## START Document passage

In the world of video games and real-time character animation, existing animation systems including animation controller systems and blend tree systems have a high level of control with respect to gameplay requirements and visual fidelity. Animation quality can be high with the two systems, but the required time investment grows exponentially. There are many different approaches that have been proposed to ease the burden on game developers in order to generate high quality character animation while allowing precise control of responsiveness. Most of the approaches have one or more of the following drawbacks: limited to a particular type of movement (e.g., locomotion), are expensive in terms of runtime performance, produce poor quality, have low turnaround times and don't allow for procedural modifications (e.g., to stretch and squash a jump animation to match an environment).
Overall, the different approaches can be broadly divided into physically-based controllers and data-driven controllers. Physically-based controllers are effective in generating dynamic movements, where the characters make use of elasticity, energy minimization and conservation of momentum. Such methods can be further sub-divided into trajectory-based approaches where the motion is optimized based on physical properties such as torques, momentum and feasibility, and torque-based approaches where the body is directly driven by torques. Physically-based controllers are powerful tools for designing dynamic plausible movements though subtle minor voluntary movements that make the motion realistic. However, they tend to be skipped due to the difficulty in describing them from simple rewards such as moving forward, energy minimization and balance control. Physically-based controllers are relatively expensive with respect to computation due to the fact that they need to perform detailed collision detection and dynamics calculations.

## END Document passage
## START Given records

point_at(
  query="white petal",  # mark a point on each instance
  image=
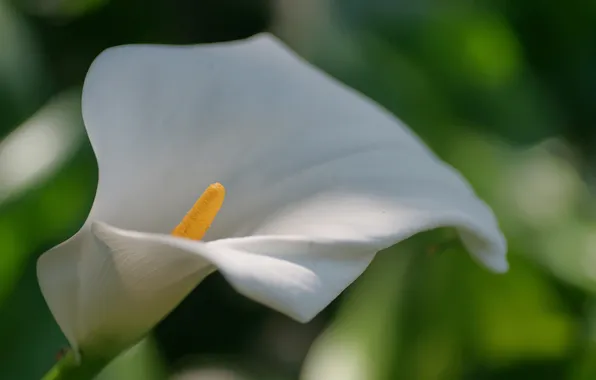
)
(106, 299)
(166, 121)
(318, 175)
(59, 283)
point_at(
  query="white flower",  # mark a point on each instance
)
(318, 180)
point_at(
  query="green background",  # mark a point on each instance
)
(503, 90)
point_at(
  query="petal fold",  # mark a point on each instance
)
(318, 179)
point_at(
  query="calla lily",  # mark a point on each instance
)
(318, 179)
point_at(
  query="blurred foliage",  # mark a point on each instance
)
(505, 91)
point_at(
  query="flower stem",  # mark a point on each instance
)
(69, 368)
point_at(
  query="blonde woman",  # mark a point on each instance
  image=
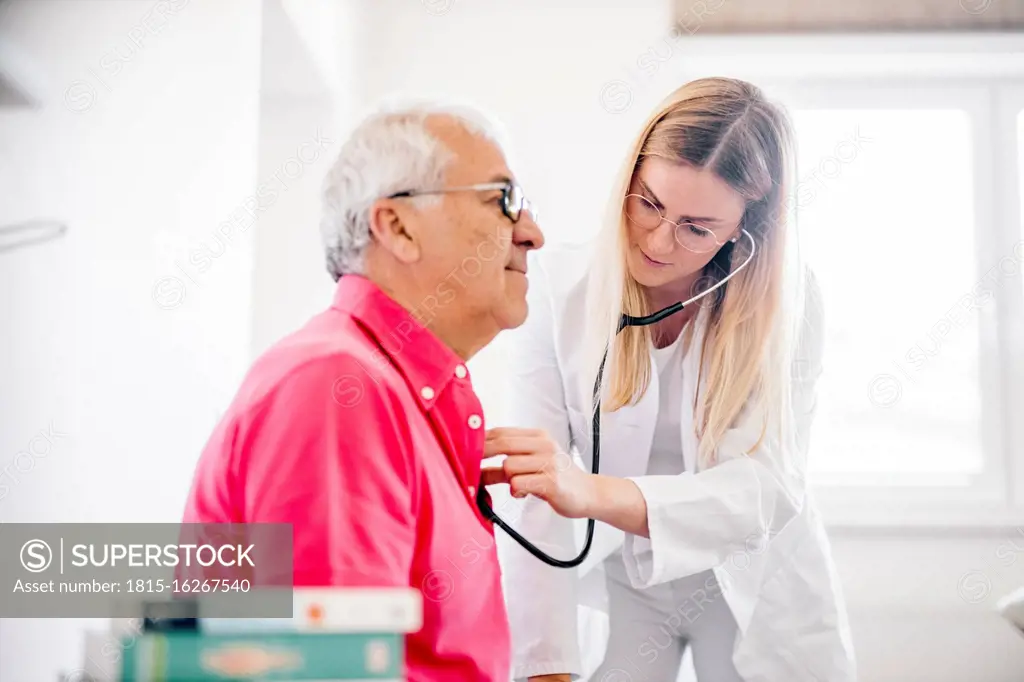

## END Given records

[Problems to solve]
a - Please rework the stretch of the character animation passage from "In the world" through "match an environment).", putting "animators" in place of "game developers".
b - Locate every line of the listing that contains the string "white", treating case as significant.

[Expected answers]
a -
In the world of video games and real-time character animation, existing animation systems including animation controller systems and blend tree systems have a high level of control with respect to gameplay requirements and visual fidelity. Animation quality can be high with the two systems, but the required time investment grows exponentially. There are many different approaches that have been proposed to ease the burden on animators in order to generate high quality character animation while allowing precise control of responsiveness. Most of the approaches have one or more of the following drawbacks: limited to a particular type of movement (e.g., locomotion), are expensive in terms of runtime performance, produce poor quality, have low turnaround times and don't allow for procedural modifications (e.g., to stretch and squash a jump animation to match an environment).

b -
  query="white petal",  # mark a point on each instance
  query="white flower",  # mark a point on each instance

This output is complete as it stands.